### SELECTED EXCERPT ###
Post by Michael Kerrisk
Is it really meant that POSIX is saying that all of the existing code
that follows the above pattern is broken, or is there perhaps some
other point in the standard that I am missing?

While I agree that code like the above is common, I'm doubtful that
it is ever used with fds 0 and 1 both closed. The usual situation
where a pipe is set up with fds 0 and 1 as its read and write ends
is to connect two processes so that one reads the output of the other.
The first process has the write end as fd 1; the second has the read
end as fd 0; there is no process that has the two ends of the pipe
on fd 0 and fd 1, so closing them before calling pipe() seems like a
very odd thing to do. Can you point to any real code that actually
does that?

I suppose if we do want to cater to applications that do it, then all
the standard would need to do is require that pipe() allocates pfd[0]
before it allocates pfd[1]. In a single-threaded process with no
signal handlers that manipulate file descriptors, this would
guarantee that closing fds 0 and 1 before calling pipe() puts 0 in
pfd[0] and 1 in pfd[1].

--
Geoff Clare <g.clare-7882/***@public.gmane.org>
The Open Group, Apex Plaza, Forbury Road, Reading, RG1 1AX, England

Eric Blake

2014-04-14 13:27:57 UTC

Post by Geoff Clare
I suppose if we do want to cater to applications that do it, then all
the standard would need to do is require that pipe() allocates pfd[0]
before it allocates pfd[1]. In a single-threaded process with no
signal handlers that manipulate file descriptors, this would
guarantee that closing fds 0 and 1 before calling pipe() puts 0 in
pfd[0] and 1 in pfd[1].
###
TO-DO LIST:
**a.** In the pipe() discussion, rewrite the paragraph beginning "While I agree that code like the above is common" as a short bulleted list that keeps its main points.
**b.** Translate this sentence from the pipe() discussion into Spanish: "The usual situation where a pipe is set up with fds 0 and 1 as its read and write ends is to connect two processes so that one reads the output of the other."
**c.** Answer these questions from the pipe() discussion.
(i) Which fd holds the write end in the first process of the usual two-process setup?
(ii) What single requirement would the standard need to add to cater to such applications?
(iii) In what kind of process would that requirement guarantee 0 in pfd[0] and 1 in pfd[1]?
### ROWS ###
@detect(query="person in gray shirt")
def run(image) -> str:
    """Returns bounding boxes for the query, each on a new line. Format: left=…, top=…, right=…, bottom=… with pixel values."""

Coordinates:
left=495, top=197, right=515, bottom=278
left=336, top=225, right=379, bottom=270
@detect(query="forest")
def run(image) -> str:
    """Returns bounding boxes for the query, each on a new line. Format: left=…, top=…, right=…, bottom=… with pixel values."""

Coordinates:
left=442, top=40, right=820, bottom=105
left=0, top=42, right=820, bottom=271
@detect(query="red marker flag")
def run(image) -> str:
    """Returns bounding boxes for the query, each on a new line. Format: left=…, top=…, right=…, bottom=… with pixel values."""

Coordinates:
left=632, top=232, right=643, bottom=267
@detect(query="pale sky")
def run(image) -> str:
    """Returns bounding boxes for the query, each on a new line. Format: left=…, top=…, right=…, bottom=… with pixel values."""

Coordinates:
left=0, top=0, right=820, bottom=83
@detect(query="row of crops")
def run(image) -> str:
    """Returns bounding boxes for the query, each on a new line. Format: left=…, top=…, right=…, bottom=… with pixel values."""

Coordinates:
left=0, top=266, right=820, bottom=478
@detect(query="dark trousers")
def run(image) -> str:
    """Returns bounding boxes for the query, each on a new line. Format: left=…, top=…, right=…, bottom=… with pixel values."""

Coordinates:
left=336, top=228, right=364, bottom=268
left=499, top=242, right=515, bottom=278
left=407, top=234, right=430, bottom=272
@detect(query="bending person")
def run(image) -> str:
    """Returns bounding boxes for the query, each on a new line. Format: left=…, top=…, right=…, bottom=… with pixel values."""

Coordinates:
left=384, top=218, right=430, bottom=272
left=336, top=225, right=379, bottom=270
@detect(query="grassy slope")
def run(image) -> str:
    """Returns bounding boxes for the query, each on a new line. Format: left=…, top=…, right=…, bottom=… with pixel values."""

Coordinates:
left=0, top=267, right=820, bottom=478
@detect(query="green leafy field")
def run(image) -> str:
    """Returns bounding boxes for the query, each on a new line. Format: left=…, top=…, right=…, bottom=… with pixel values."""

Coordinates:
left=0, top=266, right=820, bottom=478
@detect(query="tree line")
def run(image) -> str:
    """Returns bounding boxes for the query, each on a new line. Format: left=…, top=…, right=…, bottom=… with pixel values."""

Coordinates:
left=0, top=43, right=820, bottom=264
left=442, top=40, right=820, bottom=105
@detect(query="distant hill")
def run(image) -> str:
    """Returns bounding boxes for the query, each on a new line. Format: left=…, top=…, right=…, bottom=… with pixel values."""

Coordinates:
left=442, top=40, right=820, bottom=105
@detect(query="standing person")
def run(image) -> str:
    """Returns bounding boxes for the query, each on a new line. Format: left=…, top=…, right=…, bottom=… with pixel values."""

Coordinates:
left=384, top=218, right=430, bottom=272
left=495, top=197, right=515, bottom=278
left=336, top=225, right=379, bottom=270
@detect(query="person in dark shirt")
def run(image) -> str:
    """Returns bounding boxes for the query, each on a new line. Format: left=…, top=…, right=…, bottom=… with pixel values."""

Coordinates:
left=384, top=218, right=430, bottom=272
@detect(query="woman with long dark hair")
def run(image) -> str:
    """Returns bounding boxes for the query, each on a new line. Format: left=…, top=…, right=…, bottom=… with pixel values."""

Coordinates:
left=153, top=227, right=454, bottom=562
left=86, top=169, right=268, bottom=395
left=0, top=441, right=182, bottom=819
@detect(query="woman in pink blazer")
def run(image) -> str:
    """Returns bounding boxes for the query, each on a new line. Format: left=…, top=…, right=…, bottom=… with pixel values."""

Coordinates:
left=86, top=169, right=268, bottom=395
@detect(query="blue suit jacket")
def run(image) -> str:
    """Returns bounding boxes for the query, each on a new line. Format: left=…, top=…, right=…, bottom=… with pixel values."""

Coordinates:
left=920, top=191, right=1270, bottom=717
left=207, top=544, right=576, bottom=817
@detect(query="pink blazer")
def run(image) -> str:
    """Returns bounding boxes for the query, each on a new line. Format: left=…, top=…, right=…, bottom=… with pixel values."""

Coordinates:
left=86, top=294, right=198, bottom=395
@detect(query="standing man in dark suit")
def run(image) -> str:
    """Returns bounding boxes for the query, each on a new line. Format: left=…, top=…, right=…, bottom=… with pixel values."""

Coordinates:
###
EXERCISE ANSWERS:
**a.**
- Code following the pattern is common, but the writer doubts it is ever used with fds 0 and 1 both closed.
- A pipe with fds 0 and 1 as its read and write ends usually connects two processes, so that one reads the other's output.
- The first process holds the write end as fd 1, and the second holds the read end as fd 0.
- No process has both ends on fd 0 and fd 1, so closing them before calling pipe() seems very odd.
- The writer asks for any real code that actually does this.

**b.** La situación habitual en la que se configura una tubería con los fds 0 y 1 como sus extremos de lectura y escritura es conectar dos procesos para que uno lea la salida del otro.

**c.**
(i) fd 1.
(ii) That pipe() allocates pfd[0] before it allocates pfd[1].
(iii) A single-threaded process with no signal handlers that manipulate file descriptors.